| CONSIGNES |
(a) Dans le texte ci-dessous sur la sentence biblique des raisins verts, relevez les quatre adjectifs que l'auteur énumère à la suite pour se qualifier lui-même.
(b) Les affirmations suivantes concordent-elles avec le texte sur les raisins verts ? Répondez par oui ou par non, en citant les mots du texte qui tranchent.
(i) L'auteur affirme prendre plaisir à faire de l'exégèse.
(ii) La première sentence est antérieure à sa variante.
(iii) L'auteur juge que les textes supposés sacrés contiennent des éléments de sagesse valables pour tous.
(c) Selon la variante citée dans le texte sur les raisins verts, pour quoi chacun mourra-t-il ?

| TEXTE |
════
Dans la Bible on trouve cette sentence, « Les pères ont mangé des raisins verts, et les dents des enfants en ont été agacées », pour dire que cela ne doit pas être, ou ne sera plus désormais, plus une variante, « Mais chacun mourra pour sa propre iniquité ; tout homme qui mangera des raisins verts, ses dents en seront agacées », où les enfants ne sont là qu'implicitement et par exclusion : l'auteur de la variante ne peut ignorer la première qui est antérieure, je n'aime pas trop faire d'exégèse mais en ce cas il y a l'idée implicite que désormais les dents des enfants ne seront pas agacées, et l'idée explicite que chacun sera responsable de se propres actes. J'ai un scrupule idiot à me servir des textes supposés sacrés, à cause de leur supposée sacralité, ça “marque son humain”, genre cul-bénit, et je ne suis pas un cul-bénit, je ne suis pas un bénit tout court, incroyant, agnostique, athée, areligieux, plus généralement je ne me soumets à aucune idéologie qui divise les humains en partisans et opposants, inclus et exclus, cela posé il existe dans tout texte supposé sacré des éléments de sagesse qui valent pour tous et partout, dont celui-ci.
════
| EXTRAIT DES DONNÉES |

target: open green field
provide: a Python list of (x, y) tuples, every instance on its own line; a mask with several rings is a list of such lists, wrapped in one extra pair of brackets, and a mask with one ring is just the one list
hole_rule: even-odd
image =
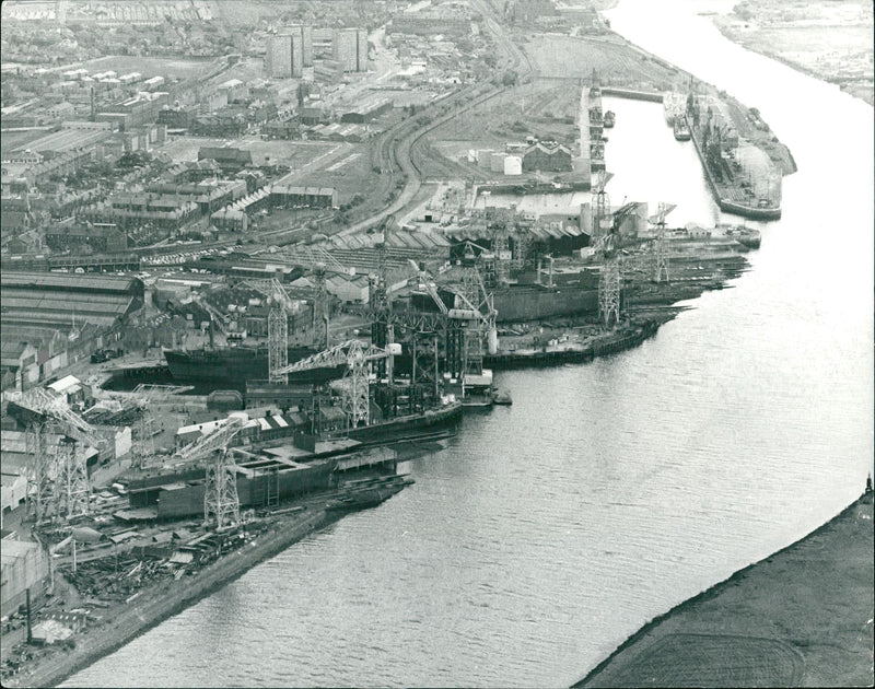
════
| CORRIGÉ |
(a) incroyant, agnostique, athée, areligieux

(b)
(i) Non : « je n'aime pas trop faire d'exégèse »
(ii) Oui : « la première qui est antérieure »
(iii) Oui : « il existe dans tout texte supposé sacré des éléments de sagesse qui valent pour tous et partout »

(c) Pour sa propre iniquité.